TASK INSTRUCTIONS: What you give back must match the records below word for word.

STUDY MATERIAL:
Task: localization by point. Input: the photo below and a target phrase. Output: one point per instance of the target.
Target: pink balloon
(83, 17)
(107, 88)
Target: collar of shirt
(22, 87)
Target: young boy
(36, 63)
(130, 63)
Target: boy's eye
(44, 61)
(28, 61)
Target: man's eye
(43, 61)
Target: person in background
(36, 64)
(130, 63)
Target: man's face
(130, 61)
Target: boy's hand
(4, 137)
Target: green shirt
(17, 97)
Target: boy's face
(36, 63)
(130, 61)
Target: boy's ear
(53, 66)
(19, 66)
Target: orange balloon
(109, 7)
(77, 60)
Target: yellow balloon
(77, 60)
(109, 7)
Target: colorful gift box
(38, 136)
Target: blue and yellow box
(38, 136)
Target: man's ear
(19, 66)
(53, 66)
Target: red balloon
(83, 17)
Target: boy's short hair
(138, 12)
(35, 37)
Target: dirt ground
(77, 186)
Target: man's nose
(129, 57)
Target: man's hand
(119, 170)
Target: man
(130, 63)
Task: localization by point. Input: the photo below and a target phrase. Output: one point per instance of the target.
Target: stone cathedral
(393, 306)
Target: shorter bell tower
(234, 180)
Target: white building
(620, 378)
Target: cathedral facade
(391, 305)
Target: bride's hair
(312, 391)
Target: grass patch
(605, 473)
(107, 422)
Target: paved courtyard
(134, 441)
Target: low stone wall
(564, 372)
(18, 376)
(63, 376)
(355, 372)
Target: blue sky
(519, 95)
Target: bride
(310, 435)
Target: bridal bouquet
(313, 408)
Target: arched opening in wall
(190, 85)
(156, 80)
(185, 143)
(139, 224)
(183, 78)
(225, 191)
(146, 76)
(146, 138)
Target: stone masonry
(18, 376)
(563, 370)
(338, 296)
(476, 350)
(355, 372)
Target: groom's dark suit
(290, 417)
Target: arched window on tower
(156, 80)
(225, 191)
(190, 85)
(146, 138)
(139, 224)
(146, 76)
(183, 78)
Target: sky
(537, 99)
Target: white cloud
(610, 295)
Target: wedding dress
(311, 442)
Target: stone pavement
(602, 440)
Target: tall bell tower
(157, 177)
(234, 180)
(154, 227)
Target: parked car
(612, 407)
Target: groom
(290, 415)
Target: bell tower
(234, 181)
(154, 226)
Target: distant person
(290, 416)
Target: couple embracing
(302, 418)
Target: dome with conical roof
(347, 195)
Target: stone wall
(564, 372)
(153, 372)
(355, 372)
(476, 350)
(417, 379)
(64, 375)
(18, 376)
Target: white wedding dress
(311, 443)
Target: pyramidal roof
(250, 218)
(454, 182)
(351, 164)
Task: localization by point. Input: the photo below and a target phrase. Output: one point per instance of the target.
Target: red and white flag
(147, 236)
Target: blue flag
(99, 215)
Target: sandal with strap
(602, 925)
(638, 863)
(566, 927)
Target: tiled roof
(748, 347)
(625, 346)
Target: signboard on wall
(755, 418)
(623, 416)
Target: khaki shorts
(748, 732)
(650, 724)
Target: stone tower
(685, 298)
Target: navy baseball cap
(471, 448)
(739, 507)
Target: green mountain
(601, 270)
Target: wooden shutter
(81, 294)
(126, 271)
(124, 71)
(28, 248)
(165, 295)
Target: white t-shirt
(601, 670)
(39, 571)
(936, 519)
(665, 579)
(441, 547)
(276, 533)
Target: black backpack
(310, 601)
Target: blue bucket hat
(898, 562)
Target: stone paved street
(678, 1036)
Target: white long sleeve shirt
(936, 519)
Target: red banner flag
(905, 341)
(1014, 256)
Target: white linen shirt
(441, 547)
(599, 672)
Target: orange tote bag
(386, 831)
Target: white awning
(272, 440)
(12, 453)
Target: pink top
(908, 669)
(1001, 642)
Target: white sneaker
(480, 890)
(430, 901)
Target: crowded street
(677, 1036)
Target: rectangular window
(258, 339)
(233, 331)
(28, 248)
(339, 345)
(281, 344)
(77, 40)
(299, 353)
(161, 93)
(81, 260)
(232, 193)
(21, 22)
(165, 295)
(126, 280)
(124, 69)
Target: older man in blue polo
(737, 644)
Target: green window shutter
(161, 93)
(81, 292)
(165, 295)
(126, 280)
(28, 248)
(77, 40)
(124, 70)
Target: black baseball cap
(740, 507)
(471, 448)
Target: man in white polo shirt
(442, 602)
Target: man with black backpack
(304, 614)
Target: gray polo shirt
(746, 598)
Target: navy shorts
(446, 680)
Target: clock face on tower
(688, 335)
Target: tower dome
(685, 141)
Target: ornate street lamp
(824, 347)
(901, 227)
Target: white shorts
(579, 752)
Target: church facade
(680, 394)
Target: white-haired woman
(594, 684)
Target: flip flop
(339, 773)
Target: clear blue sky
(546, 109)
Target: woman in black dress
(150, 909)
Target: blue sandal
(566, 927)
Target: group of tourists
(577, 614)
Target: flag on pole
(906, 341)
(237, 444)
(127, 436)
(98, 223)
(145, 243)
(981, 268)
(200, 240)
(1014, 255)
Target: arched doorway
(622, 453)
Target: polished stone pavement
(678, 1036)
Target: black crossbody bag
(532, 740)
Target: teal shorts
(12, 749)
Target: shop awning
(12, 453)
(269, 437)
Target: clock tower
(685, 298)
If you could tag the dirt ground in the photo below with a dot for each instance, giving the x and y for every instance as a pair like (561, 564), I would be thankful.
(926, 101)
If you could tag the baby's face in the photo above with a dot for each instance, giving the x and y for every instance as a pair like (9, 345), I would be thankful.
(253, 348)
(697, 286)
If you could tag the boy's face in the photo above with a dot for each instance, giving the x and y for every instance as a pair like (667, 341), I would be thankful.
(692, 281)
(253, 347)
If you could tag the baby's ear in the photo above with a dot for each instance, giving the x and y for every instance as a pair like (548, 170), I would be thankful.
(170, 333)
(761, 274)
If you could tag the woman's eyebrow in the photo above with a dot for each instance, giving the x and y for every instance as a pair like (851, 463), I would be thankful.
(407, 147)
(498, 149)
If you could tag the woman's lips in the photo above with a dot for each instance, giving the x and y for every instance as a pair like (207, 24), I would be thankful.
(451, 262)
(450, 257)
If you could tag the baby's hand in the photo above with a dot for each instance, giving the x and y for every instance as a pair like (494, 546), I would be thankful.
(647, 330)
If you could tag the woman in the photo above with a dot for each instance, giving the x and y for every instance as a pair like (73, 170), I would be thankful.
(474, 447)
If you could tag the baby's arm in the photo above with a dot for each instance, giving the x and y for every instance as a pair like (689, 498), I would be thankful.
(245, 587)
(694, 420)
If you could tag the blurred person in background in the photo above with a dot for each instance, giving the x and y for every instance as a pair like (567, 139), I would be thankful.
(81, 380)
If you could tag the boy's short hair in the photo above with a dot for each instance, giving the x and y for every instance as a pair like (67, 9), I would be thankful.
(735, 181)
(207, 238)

ANSWER AREA:
Task: localization by point. Input: the photo below and a target phrase. Output: one point per instance of the target.
Target: pink balloon
(83, 17)
(107, 88)
Target: collar of shirt
(22, 87)
Target: young boy
(36, 63)
(130, 63)
Target: boy's eye
(44, 61)
(28, 61)
Target: man's eye
(43, 61)
Target: person in background
(36, 64)
(130, 63)
Target: man's face
(130, 61)
Target: boy's hand
(4, 137)
Target: green shirt
(17, 97)
Target: boy's face
(36, 63)
(130, 61)
Target: boy's ear
(53, 66)
(19, 66)
Target: orange balloon
(109, 7)
(77, 60)
Target: yellow balloon
(77, 60)
(109, 7)
Target: colorful gift box
(38, 136)
Target: blue and yellow box
(38, 136)
Target: man's ear
(19, 66)
(53, 66)
Target: red balloon
(83, 17)
Target: boy's short hair
(138, 12)
(35, 37)
Target: dirt ground
(77, 186)
Target: man's nose
(129, 57)
Target: man's hand
(119, 170)
Target: man
(130, 63)
Task: localization by point. Input: the photo below and a target phrase. Output: one point per instance of the target.
Target: stone cathedral
(393, 306)
Target: shorter bell tower
(234, 180)
Target: white building
(620, 378)
Target: cathedral facade
(391, 305)
Target: bride's hair
(312, 391)
Target: grass patch
(605, 473)
(107, 422)
Target: paved courtyard
(134, 441)
Target: low stone wall
(564, 372)
(18, 376)
(63, 376)
(355, 372)
Target: blue sky
(519, 95)
Target: bride
(310, 435)
Target: bridal bouquet
(313, 408)
Target: arched opening in wall
(190, 85)
(156, 80)
(185, 143)
(139, 224)
(183, 78)
(225, 191)
(146, 76)
(146, 138)
Target: stone masonry
(18, 376)
(563, 370)
(338, 296)
(476, 350)
(355, 372)
Target: groom's dark suit
(290, 417)
Target: arched window on tower
(156, 80)
(225, 191)
(190, 85)
(146, 138)
(139, 224)
(146, 76)
(183, 78)
Target: sky
(537, 99)
Target: white cloud
(610, 295)
Target: wedding dress
(311, 442)
Target: stone pavement
(602, 440)
Target: tall bell tower
(157, 177)
(234, 180)
(154, 227)
Target: parked car
(612, 407)
Target: groom
(290, 415)
Target: bell tower
(234, 181)
(154, 226)
Target: distant person
(290, 416)
Target: couple embracing
(302, 418)
Target: dome with conical roof
(347, 195)
Target: stone wall
(564, 372)
(153, 372)
(355, 372)
(476, 350)
(417, 379)
(64, 375)
(18, 376)
Target: white wedding dress
(311, 443)
Target: pyramidal roof
(250, 218)
(454, 182)
(351, 164)
Task: localization by point. Input: the photo below and a target phrase. Output: one point per instance of the target.
Target: red and white flag
(147, 236)
Target: blue flag
(99, 215)
Target: sandal with strap
(602, 925)
(638, 863)
(566, 927)
Target: tiled roof
(748, 347)
(625, 346)
Target: signboard on wall
(755, 418)
(623, 416)
Target: khaki shorts
(748, 732)
(650, 724)
Target: stone tower
(685, 298)
Target: navy baseball cap
(471, 448)
(739, 507)
Target: green mountain
(601, 270)
Target: wooden shutter
(81, 294)
(126, 271)
(124, 71)
(28, 248)
(165, 295)
Target: white t-shirt
(601, 670)
(39, 571)
(936, 519)
(665, 579)
(441, 547)
(276, 533)
Target: black backpack
(310, 601)
Target: blue bucket hat
(898, 562)
Target: stone paved street
(678, 1036)
Target: white long sleeve shirt
(936, 519)
Target: red banner flag
(905, 341)
(1014, 256)
Target: white linen shirt
(441, 547)
(599, 672)
Target: orange tote bag
(386, 831)
Target: white awning
(272, 440)
(12, 453)
Target: pink top
(908, 669)
(1001, 642)
Target: white sneaker
(480, 890)
(430, 901)
Target: crowded street
(677, 1036)
Target: rectangular window
(258, 339)
(233, 331)
(28, 248)
(339, 345)
(281, 344)
(77, 40)
(299, 353)
(161, 93)
(81, 260)
(232, 193)
(21, 22)
(165, 295)
(126, 280)
(124, 69)
Target: older man in blue polo
(737, 644)
Target: green window shutter
(161, 93)
(81, 292)
(165, 295)
(126, 280)
(28, 248)
(77, 40)
(124, 70)
Target: black baseball cap
(740, 507)
(471, 448)
Target: man in white polo shirt
(442, 602)
Target: man with black backpack
(304, 614)
Target: gray polo shirt
(746, 598)
Target: navy shorts
(446, 680)
Target: clock face on tower
(688, 335)
Target: tower dome
(685, 141)
Target: ornate street lamp
(824, 347)
(901, 227)
Target: white shorts
(579, 752)
Target: church facade
(680, 394)
Target: white-haired woman
(594, 684)
Target: flip flop
(339, 773)
Target: clear blue sky
(546, 109)
Target: woman in black dress
(150, 909)
Target: blue sandal
(566, 927)
Target: group of tourists
(577, 614)
Target: flag on pole
(906, 341)
(237, 444)
(127, 436)
(98, 223)
(145, 243)
(981, 268)
(200, 240)
(1014, 255)
Target: arched doorway
(622, 453)
Target: polished stone pavement
(678, 1036)
Target: black crossbody bag
(532, 740)
Target: teal shorts
(12, 749)
Target: shop awning
(12, 453)
(269, 437)
Target: clock tower
(685, 298)
If you could tag the dirt ground in the photo below with a dot for each instance, giving the x and y for every instance as a pair like (561, 564), I would be thankful.
(926, 101)
If you could tag the baby's face in the photo above with a dot for each instance, giving the x and y for every instance as a pair like (9, 345), I would be thankful.
(253, 348)
(697, 286)
If you could tag the boy's face in the photo above with a dot for each instance, giving the x and y for every instance as a pair like (667, 341), I would be thankful.
(692, 281)
(253, 347)
If you could tag the baby's ear in the photo above with a dot for each instance, giving the x and y for every instance as a pair like (548, 170), I would be thankful.
(170, 333)
(761, 274)
If you could tag the woman's eyebrow in the photo above with a dot for each instance, giving the x and y for every instance as a pair like (851, 463), I would be thankful.
(407, 147)
(498, 149)
If you could tag the woman's lips in the photo above with a dot for each instance, giving the x and y for every instance as a pair like (207, 24), I would be thankful.
(451, 262)
(450, 257)
If you could tag the baby's hand in the photo above with a dot for each instance, giving the x and y for every instance as a pair like (494, 546), I would be thankful.
(647, 330)
If you could tag the woman in the photo above with a dot for each instance, giving the x and y for every instance as a pair like (73, 170), I would be thankful.
(474, 447)
If you could tag the baby's arm in the photo above with a dot for each instance, giving the x and y for every instance as a pair like (689, 498), I would be thankful.
(245, 587)
(694, 420)
If you could tag the blurred person in background in the photo above with a dot for each instance, giving the x and y for every instance as a pair like (567, 139), I would be thankful.
(81, 380)
If you could tag the boy's short hair in the photo above with a dot for each instance, giving the x and y for every instance as a pair like (67, 9), I would be thankful.
(735, 181)
(207, 238)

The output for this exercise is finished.